- _SOURCE DATA_:
▼
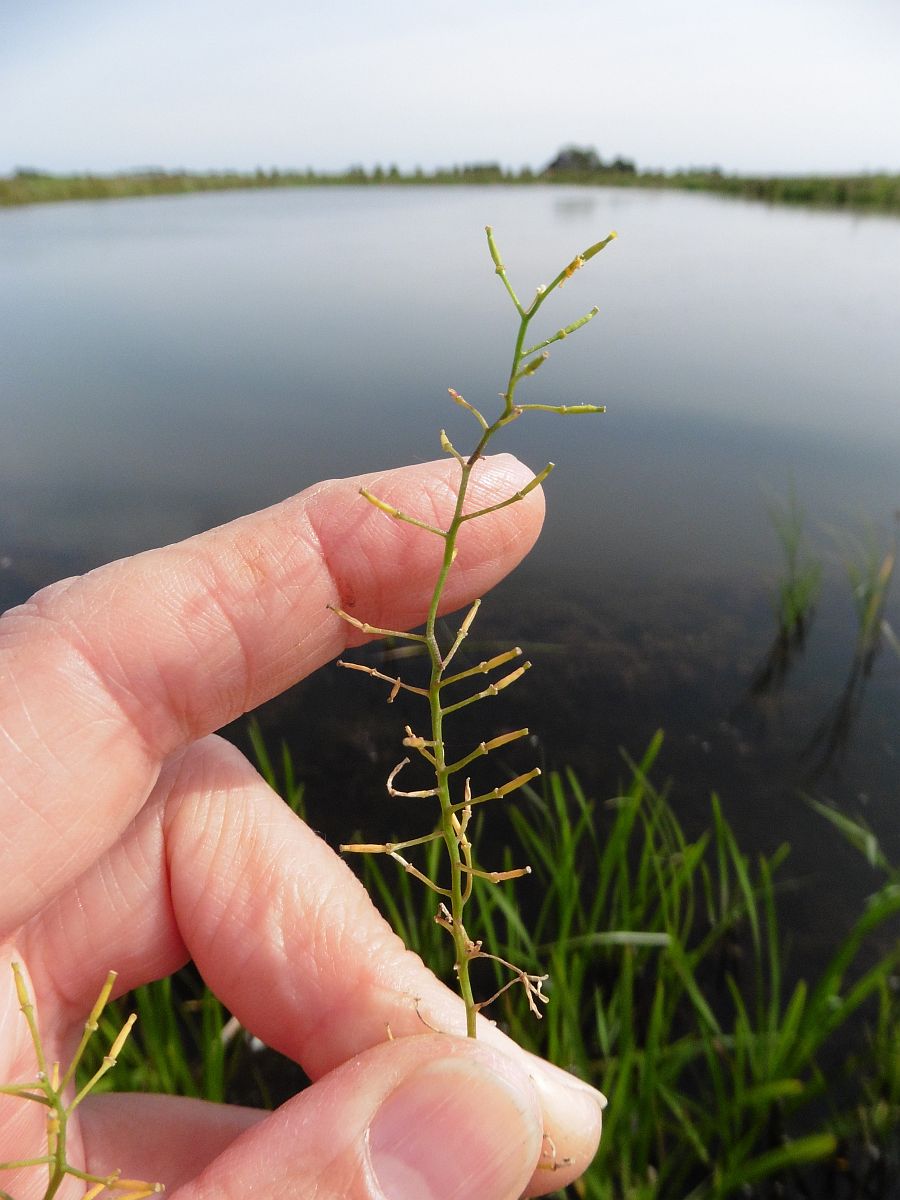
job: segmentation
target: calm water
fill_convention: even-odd
[[[0,212],[0,601],[325,475],[437,456],[442,424],[462,443],[446,386],[494,395],[511,350],[488,221],[526,294],[620,234],[548,330],[601,316],[532,385],[607,415],[510,431],[532,466],[560,468],[541,547],[486,606],[482,641],[505,625],[540,668],[497,719],[540,728],[539,755],[601,794],[618,748],[666,728],[661,772],[689,823],[715,788],[749,845],[792,841],[792,917],[815,944],[875,877],[798,790],[864,816],[900,858],[900,656],[883,644],[853,677],[844,568],[848,538],[887,551],[900,506],[900,221],[536,187]],[[767,498],[791,486],[826,578],[767,690]],[[263,713],[337,835],[362,808],[332,809],[335,792],[371,796],[394,761],[398,714],[379,701],[331,671]]]

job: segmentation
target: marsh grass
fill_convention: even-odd
[[[895,1140],[898,1068],[880,1078],[876,1046],[898,1038],[900,944],[854,967],[900,912],[900,889],[871,898],[817,980],[788,988],[776,882],[788,848],[751,864],[715,797],[708,829],[689,838],[649,779],[659,746],[604,805],[565,773],[510,814],[533,878],[521,895],[478,887],[473,902],[498,954],[545,964],[550,1004],[540,1025],[505,997],[494,1015],[610,1099],[598,1159],[571,1195],[764,1195],[773,1180],[804,1195],[808,1164],[836,1172],[844,1144]],[[365,876],[402,936],[428,961],[439,954],[406,881],[374,863]],[[857,1062],[839,1085],[820,1058],[866,1006],[868,1074]]]
[[[821,806],[883,883],[817,978],[788,984],[788,847],[751,862],[716,797],[707,828],[689,835],[652,779],[661,744],[626,761],[604,803],[571,772],[524,788],[502,856],[526,854],[533,875],[506,888],[476,881],[473,893],[497,953],[550,973],[542,1021],[509,994],[493,1016],[610,1099],[598,1159],[566,1195],[883,1200],[900,1187],[896,869],[871,830]],[[290,756],[282,748],[276,761],[263,752],[263,772],[294,781],[296,808]],[[415,881],[383,859],[355,862],[407,944],[451,982],[452,943]],[[194,978],[139,990],[143,1040],[120,1055],[116,1087],[235,1098],[238,1069],[254,1069],[247,1038],[223,1039],[228,1014],[192,991]],[[95,1067],[88,1056],[83,1069]]]

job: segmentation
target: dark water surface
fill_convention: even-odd
[[[888,552],[900,506],[900,221],[540,187],[0,212],[0,605],[320,478],[434,457],[440,425],[467,444],[445,389],[490,403],[514,334],[487,221],[527,296],[620,240],[547,306],[548,332],[601,314],[530,385],[608,413],[535,416],[506,442],[560,467],[541,546],[472,638],[479,656],[511,638],[536,667],[481,716],[527,722],[539,757],[602,796],[618,748],[662,726],[690,826],[716,790],[748,848],[793,844],[787,907],[815,952],[877,877],[799,791],[900,859],[900,655],[882,641],[854,674],[845,569],[852,539]],[[767,497],[791,487],[824,582],[775,688]],[[886,616],[900,631],[896,588]],[[319,827],[388,834],[371,800],[406,718],[374,685],[329,670],[262,719]]]

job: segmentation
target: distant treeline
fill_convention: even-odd
[[[42,202],[116,199],[128,196],[170,196],[181,192],[221,192],[238,188],[319,186],[428,186],[466,184],[587,184],[606,187],[670,187],[719,192],[774,204],[805,204],[823,208],[852,208],[872,212],[900,212],[900,175],[871,174],[844,176],[746,176],[726,175],[716,167],[690,168],[672,173],[638,170],[628,158],[604,162],[592,149],[566,146],[542,170],[529,167],[509,170],[497,162],[439,167],[432,172],[416,168],[402,173],[396,166],[350,167],[329,174],[307,170],[236,170],[199,173],[149,168],[120,175],[54,175],[35,168],[19,168],[0,179],[0,205]]]

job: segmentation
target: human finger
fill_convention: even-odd
[[[128,834],[23,930],[22,943],[53,1025],[83,1014],[109,966],[126,989],[190,956],[227,1008],[312,1079],[390,1037],[466,1028],[460,997],[406,950],[349,868],[218,738],[167,764]],[[600,1136],[599,1093],[526,1055],[486,1020],[479,1037],[532,1080],[557,1180],[581,1174]],[[541,1172],[535,1186],[546,1178]]]
[[[359,487],[445,524],[457,470],[448,461],[322,484],[44,589],[0,619],[10,751],[0,763],[0,936],[115,841],[174,749],[358,640],[329,605],[382,628],[424,619],[443,542],[377,511]],[[506,455],[486,460],[470,503],[506,498],[529,474]],[[524,556],[542,503],[533,491],[463,527],[446,610]]]
[[[470,1039],[425,1034],[330,1073],[172,1200],[517,1200],[541,1151],[538,1099],[518,1066]]]

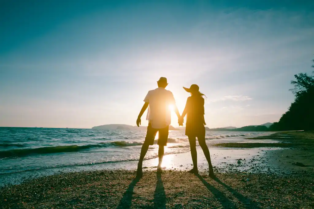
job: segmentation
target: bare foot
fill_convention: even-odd
[[[142,163],[139,163],[138,164],[138,169],[136,171],[136,176],[142,177],[143,175],[143,172],[142,167],[143,164]]]
[[[161,166],[158,165],[158,166],[157,166],[157,172],[159,172],[160,173],[161,173],[162,172],[162,169],[161,168]]]

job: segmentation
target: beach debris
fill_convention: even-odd
[[[291,164],[291,165],[295,165],[297,166],[300,166],[302,167],[306,167],[306,165],[303,164],[302,163],[300,163],[298,162],[296,162],[295,163],[292,163]]]
[[[175,203],[173,204],[173,208],[182,208],[183,207],[183,206],[181,204],[179,203]]]

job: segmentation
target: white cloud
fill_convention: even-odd
[[[232,100],[233,101],[245,101],[246,100],[251,100],[252,99],[248,96],[243,96],[242,95],[234,96],[229,95],[225,96],[224,97],[219,98],[212,101],[212,102],[214,102],[219,101],[225,101],[225,100]]]

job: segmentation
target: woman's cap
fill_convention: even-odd
[[[189,93],[195,93],[199,92],[199,87],[196,84],[192,84],[190,88],[183,87],[184,90]]]

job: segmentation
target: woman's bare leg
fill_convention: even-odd
[[[209,150],[208,149],[208,147],[207,144],[205,142],[205,137],[198,137],[198,143],[202,148],[202,149],[203,150],[204,152],[204,154],[205,155],[206,159],[207,160],[208,162],[208,168],[209,171],[209,175],[211,176],[214,176],[214,170],[213,169],[213,165],[212,165],[212,162],[210,160],[210,154],[209,153]]]
[[[191,156],[193,163],[193,168],[190,171],[192,173],[198,173],[197,168],[197,153],[196,152],[196,138],[195,137],[188,137],[190,143],[190,148]]]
▲
- _TASK GOAL_:
Report each line of the entries above that contains the string "water", treating uppercase and lowercase letters as different.

- _OUTPUT_:
target: calm water
target: dark water surface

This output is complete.